> **Raw records**:
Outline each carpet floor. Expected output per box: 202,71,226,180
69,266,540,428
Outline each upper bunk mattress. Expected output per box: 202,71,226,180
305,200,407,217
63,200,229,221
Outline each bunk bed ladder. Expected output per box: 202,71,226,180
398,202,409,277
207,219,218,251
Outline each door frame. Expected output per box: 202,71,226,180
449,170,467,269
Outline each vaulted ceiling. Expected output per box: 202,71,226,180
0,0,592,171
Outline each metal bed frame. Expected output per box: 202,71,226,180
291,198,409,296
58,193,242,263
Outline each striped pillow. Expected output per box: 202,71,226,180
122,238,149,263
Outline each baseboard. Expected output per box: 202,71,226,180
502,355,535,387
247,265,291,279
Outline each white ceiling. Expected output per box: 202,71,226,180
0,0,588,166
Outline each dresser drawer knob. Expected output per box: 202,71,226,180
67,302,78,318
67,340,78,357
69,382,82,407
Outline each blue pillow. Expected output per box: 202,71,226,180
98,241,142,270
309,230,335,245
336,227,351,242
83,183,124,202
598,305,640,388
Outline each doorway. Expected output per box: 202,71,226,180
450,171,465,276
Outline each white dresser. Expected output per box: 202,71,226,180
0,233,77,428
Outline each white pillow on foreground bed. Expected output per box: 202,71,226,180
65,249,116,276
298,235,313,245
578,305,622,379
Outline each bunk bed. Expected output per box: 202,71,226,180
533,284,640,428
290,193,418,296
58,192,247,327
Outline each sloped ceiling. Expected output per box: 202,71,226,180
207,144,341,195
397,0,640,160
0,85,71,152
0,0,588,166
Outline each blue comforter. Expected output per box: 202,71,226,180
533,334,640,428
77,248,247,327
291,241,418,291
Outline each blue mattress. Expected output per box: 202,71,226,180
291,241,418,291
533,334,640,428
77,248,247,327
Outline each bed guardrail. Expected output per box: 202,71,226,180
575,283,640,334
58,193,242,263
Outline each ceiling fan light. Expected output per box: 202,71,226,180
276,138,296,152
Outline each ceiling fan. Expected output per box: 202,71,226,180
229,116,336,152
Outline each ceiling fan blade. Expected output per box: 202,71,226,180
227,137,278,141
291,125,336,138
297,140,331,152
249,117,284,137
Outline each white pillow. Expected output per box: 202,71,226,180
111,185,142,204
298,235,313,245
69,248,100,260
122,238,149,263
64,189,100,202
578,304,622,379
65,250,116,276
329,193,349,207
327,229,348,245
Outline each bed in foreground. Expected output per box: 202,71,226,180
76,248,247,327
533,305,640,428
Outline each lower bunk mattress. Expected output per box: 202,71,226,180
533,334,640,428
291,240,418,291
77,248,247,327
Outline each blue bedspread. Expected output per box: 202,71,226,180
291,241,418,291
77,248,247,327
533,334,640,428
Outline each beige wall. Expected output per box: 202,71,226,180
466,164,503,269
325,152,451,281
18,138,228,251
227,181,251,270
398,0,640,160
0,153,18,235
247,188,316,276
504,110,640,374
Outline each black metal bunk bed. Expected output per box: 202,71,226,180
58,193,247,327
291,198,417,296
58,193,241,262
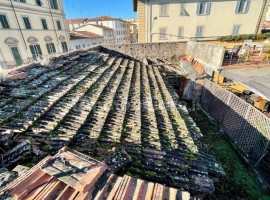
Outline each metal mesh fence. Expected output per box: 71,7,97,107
201,79,270,163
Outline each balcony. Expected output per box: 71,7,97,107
222,42,270,68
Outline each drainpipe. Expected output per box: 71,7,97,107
255,0,268,34
10,0,27,50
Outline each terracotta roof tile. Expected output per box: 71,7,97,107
4,150,191,200
89,24,113,30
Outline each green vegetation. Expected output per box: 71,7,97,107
218,33,270,42
197,112,270,200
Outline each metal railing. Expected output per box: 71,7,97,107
200,79,270,165
223,46,269,66
0,52,68,68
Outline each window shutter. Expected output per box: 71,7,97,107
52,43,56,53
206,2,211,15
196,3,201,15
245,0,250,13
235,1,241,13
164,4,169,16
46,44,51,54
37,45,42,55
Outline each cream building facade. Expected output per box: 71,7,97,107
0,0,70,68
67,16,130,44
133,0,269,43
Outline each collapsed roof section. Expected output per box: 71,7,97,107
0,48,224,194
0,148,190,200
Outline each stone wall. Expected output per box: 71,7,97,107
101,42,187,62
187,42,226,74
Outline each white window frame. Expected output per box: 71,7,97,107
196,26,204,37
159,3,169,17
232,24,241,36
235,0,251,14
180,3,188,16
159,27,168,40
196,2,211,15
177,26,184,39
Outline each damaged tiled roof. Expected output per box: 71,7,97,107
2,148,190,200
0,48,224,194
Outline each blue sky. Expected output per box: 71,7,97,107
63,0,137,19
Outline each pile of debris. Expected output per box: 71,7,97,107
0,148,190,200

> **Given problem**: Rewrite all the lines above as a numbered list, skipping blank lines. Leave the pictures out of your answer.

> **Written answer**:
1. Outline each carpet floor. Expected output per box: 202,71,226,180
2. 69,266,540,428
3. Outline each upper bunk mattress. Expected output per box: 202,71,226,180
4. 305,200,407,217
5. 63,200,229,221
6. Outline each bunk bed ladder. Expected output per box: 202,71,226,180
7. 398,202,409,277
8. 207,219,218,251
9. Outline each door frame. Expected output per box: 202,71,226,180
10. 449,170,467,269
11. Outline each vaulted ceiling. Expected output per box: 202,71,226,180
12. 0,0,592,171
13. Outline each metal bed frame. Expected output per box: 202,71,226,180
14. 291,198,409,296
15. 58,193,242,263
16. Outline each striped pillow. Expected output per box: 202,71,226,180
17. 122,238,149,263
18. Outline each baseboard. Expected output per box: 202,71,226,180
19. 502,355,535,387
20. 247,265,291,279
21. Outline each white ceiling. Expected output per box: 202,71,226,180
22. 0,0,588,166
23. Outline each dresser drawer knob. Expected output per box: 202,71,226,180
24. 67,302,78,318
25. 67,340,78,357
26. 69,382,82,407
27. Outline each blue pillow. Expected output per box: 202,71,226,180
28. 98,241,142,270
29. 309,230,335,245
30. 336,227,351,242
31. 83,183,124,202
32. 598,305,640,388
33. Outline each doorway. Expected output per box: 202,71,226,180
34. 450,171,465,276
35. Outline each white dresser. Expected output per box: 202,71,226,180
36. 0,233,77,428
37. Outline each white pillow on foreground bed. Expected output per box: 202,71,226,180
38. 65,249,116,276
39. 298,235,313,245
40. 578,305,622,379
41. Outline each bunk bed. Expected output per box: 202,71,226,180
42. 533,284,640,428
43. 290,193,418,296
44. 58,192,247,327
45. Outline each sloped ceiling. Expected output per box: 202,71,226,180
46. 207,144,341,195
47. 397,0,640,160
48. 0,85,71,152
49. 0,0,588,166
50. Outline each blue comforter. Expected output per box: 202,71,226,180
51. 533,334,640,428
52. 77,248,247,327
53. 291,241,418,291
54. Outline each blue mattress. Expected output per box: 202,71,226,180
55. 291,241,418,291
56. 533,334,640,428
57. 77,248,247,327
58. Outline each bed guardrail. Expected output per box: 202,71,226,180
59. 575,283,640,334
60. 58,193,242,263
61. Outline each ceiling fan light. Expected output per box: 202,71,226,180
62. 276,138,296,152
63. Outline each ceiling fan. Expected output per box: 202,71,226,180
64. 229,116,336,152
65. Outline each ceiling fan blade. Expected output per box: 202,71,226,180
66. 227,137,278,141
67. 291,125,336,138
68. 297,140,331,152
69. 249,117,284,137
70. Outline each white pillow. Expected output per box: 202,71,226,180
71. 111,185,142,204
72. 298,235,313,245
73. 69,248,100,260
74. 122,238,149,263
75. 64,189,100,202
76. 578,304,622,379
77. 65,250,116,276
78. 329,193,349,207
79. 327,229,348,245
80. Outline each bed in foreground. Expected output per box: 202,71,226,180
81. 76,248,247,327
82. 533,305,640,428
83. Outline each lower bunk mattress. Expected output per box: 202,71,226,180
84. 533,334,640,428
85. 291,240,418,291
86. 77,248,247,327
87. Outline each blue bedspread. Expected output per box: 202,71,226,180
88. 291,241,418,291
89. 77,248,247,327
90. 533,334,640,428
91. Outline each beige wall. Expected output per box: 202,71,226,180
92. 466,164,503,269
93. 325,152,451,281
94. 18,138,228,251
95. 227,181,251,270
96. 398,0,640,160
97. 0,153,18,235
98. 247,188,316,276
99. 504,110,640,374
100. Outline each black metal bunk bed. Expected output per box: 202,71,226,180
101. 58,193,247,327
102. 291,198,417,296
103. 58,193,241,262
104. Outline each metal mesh fence. Expected output per box: 71,7,97,107
105. 201,79,270,163
106. Outline each balcony. Expected output per box: 71,7,97,107
107. 222,42,270,68
108. Outline each drainpipe. Expected output per box: 71,7,97,107
109. 255,0,268,34
110. 10,0,27,50
111. Outline each terracotta roof tile. Expected output per box: 71,7,97,107
112. 4,150,191,200
113. 89,24,113,30
114. Outline each green vegetation. Expected output per box: 71,7,97,107
115. 218,33,270,42
116. 197,112,270,200
117. Outline each metal railing. Expected output per box: 71,7,97,107
118. 200,79,270,165
119. 223,46,269,66
120. 0,52,68,68
121. Outline each window shutter. Expected output per box: 71,7,97,107
122. 52,43,56,53
123. 206,2,211,15
124. 196,3,201,15
125. 245,0,250,13
126. 235,1,241,13
127. 164,4,169,16
128. 46,44,51,54
129. 37,45,42,55
130. Outline each cream building facade. Expected output per box: 71,7,97,107
131. 0,0,70,68
132. 67,16,130,44
133. 133,0,269,43
134. Outline each collapsed roof section. Expected output per box: 71,7,97,107
135. 0,48,224,194
136. 0,148,190,200
137. Outline each stone wall. Expected output per box: 71,7,97,107
138. 101,42,187,62
139. 187,42,226,74
140. Outline each white window frame. Expected output per box: 71,7,97,107
141. 196,26,204,37
142. 159,3,169,17
143. 232,24,241,36
144. 235,0,251,14
145. 180,3,188,16
146. 159,27,168,40
147. 196,2,211,15
148. 177,26,184,39
149. Outline each damaged tiled roof. Expected output per box: 71,7,97,107
150. 2,148,190,200
151. 0,48,224,194
152. Outline each blue sky. Expected output per box: 71,7,97,107
153. 63,0,137,19
154. Outline each pile of debris. Expected output per box: 71,7,97,107
155. 0,148,190,200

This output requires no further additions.